CONSIGNES DE L'EXERCICE —
[1] Résumez en deux phrases le texte sur l'expertise et Internet.
[2] Prolongez le texte sur l'expertise et Internet à partir de sa dernière phrase.

___ TEXTE FOURNI ___

En parallèle de cette action, il est également essentiel de passer à des expertises multi-acteurs. Les expertises posent souvent beaucoup de questions très pointues, faisant intervenir des savoirs techniques. Or, ce sont les techniciens qui possèdent ces savoirs, et non les experts. Une expertise faisant intervenir plusieurs corps de métierS sera donc plus fiable et surtout plus objective. Les « Framework Program » (Programme-cadre pour la recherche et le développement) ont ainsi résulté de longues négociations entre des représentants de la société civile, des politiques et des commissaires de l’Europe. Malgré tout, il y a quand même eu une orientation politique de la recherche et de l’éducation. On cherche de plus en plus à lier la recherche et l’enseignement pour amener à une construction d’une « économie de la connaissance ».
En outre, aujourd’hui, l’évolution de l’expertise doit également compter avec un nouvel acteur, de plus en plus prégnant : Internet.
Internet, un expert scientifique ?
Encore trop peu d’experts sur la toile
Dans nos sociétés actuelles, Internet apparaît de plus en plus comme un « expert ». Les publics s’y rendent très souvent pour y chercher des réponses. C’est particulièrement vrai dans le domaine de la santé où Internet est presque devenu un tiers de la relation patient-médecin.

___ ENTRÉES PRÉSENTÉES ___

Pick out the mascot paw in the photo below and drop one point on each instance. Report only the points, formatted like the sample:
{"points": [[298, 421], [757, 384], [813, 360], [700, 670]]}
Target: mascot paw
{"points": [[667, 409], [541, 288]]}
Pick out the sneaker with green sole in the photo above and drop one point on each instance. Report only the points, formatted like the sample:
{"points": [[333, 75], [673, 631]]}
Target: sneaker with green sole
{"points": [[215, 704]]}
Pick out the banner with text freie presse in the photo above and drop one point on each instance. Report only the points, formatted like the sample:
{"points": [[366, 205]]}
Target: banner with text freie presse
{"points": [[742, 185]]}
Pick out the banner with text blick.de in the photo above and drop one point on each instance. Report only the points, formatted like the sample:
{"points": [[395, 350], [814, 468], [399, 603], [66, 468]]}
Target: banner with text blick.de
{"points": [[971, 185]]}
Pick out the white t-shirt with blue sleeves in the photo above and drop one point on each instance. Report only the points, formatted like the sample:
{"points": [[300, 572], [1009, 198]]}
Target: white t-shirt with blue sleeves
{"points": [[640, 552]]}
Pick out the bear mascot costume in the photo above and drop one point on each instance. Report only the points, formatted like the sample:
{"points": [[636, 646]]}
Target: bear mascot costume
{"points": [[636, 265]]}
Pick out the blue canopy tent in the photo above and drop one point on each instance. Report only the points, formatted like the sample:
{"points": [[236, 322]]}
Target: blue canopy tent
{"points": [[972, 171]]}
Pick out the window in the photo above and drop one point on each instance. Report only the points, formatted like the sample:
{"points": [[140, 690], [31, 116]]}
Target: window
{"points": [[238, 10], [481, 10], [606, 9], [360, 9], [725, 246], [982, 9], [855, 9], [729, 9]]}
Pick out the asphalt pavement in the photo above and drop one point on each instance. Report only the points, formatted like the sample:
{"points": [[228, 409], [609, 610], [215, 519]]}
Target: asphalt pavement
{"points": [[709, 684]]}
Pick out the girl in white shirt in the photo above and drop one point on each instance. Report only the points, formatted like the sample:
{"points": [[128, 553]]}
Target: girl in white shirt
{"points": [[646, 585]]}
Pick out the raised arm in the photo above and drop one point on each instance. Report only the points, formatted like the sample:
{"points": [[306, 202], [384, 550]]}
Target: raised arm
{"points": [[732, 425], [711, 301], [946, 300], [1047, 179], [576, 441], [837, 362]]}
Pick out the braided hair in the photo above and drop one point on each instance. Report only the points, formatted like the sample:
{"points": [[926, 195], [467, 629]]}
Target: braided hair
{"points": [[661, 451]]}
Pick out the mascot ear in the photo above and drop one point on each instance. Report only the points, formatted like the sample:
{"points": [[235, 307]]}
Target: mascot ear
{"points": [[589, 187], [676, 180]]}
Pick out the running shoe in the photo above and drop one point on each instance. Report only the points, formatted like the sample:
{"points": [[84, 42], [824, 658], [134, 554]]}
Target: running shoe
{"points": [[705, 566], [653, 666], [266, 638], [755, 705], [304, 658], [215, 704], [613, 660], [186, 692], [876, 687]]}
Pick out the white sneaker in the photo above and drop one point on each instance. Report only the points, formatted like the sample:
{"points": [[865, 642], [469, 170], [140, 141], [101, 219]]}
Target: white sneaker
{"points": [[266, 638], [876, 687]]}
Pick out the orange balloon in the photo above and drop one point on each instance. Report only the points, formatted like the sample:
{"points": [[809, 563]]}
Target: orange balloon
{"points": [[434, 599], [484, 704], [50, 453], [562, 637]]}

___

LISTE DES RÉPONSES —
[1] Le texte préconise des expertises multi-acteurs, jugées plus fiables et plus objectives parce que les savoirs techniques sont détenus par les techniciens et non par les experts. Il présente ensuite Internet comme un nouvel acteur de l'expertise, vers lequel les publics se tournent pour chercher des réponses, notamment en santé, où il est presque devenu un tiers de la relation patient-médecin.

[2]
Pour certain.e.s, Internet est un bon outil pour permettre aux citoyen.ne.s d’être autonomes et de s’émanciper de l’autorité du médecin. Pour d’autres, c’est un repère de charlatans qui va remettre en cause la confiance du patient envers son médecin. La loi elle-même ne parvient pas à trancher. Elle cherche à développer la télémédecine, tout en voulant contrôler ce qui est publié. Dans tous les cas, ce n’est plus possible d’ignorer Internet aujourd’hui. Il est bien présent dans le cabinet et apparaît comme un tiers de la consultation médicale, plutôt que comme un complément.
Cet aspect peut faire peur aux médecins et leur donner l’impression qu’ils sont concurrencés. En effet, très peu de médecins se sont réellement emparés de l’outil (ce qui est bien dommage au vu de toutes les infox qui y circulent). Ils ne le maîtrisent donc pas et ne savent pas comment l’appréhender. Les quelques rares sites tenus par des médecins donnent surtout des informations d’ordre logistique. De même, patients et médecins n’échangent que très peu de mails, car ces derniers sont considérés comme une tâche supplémentaire et chronophage.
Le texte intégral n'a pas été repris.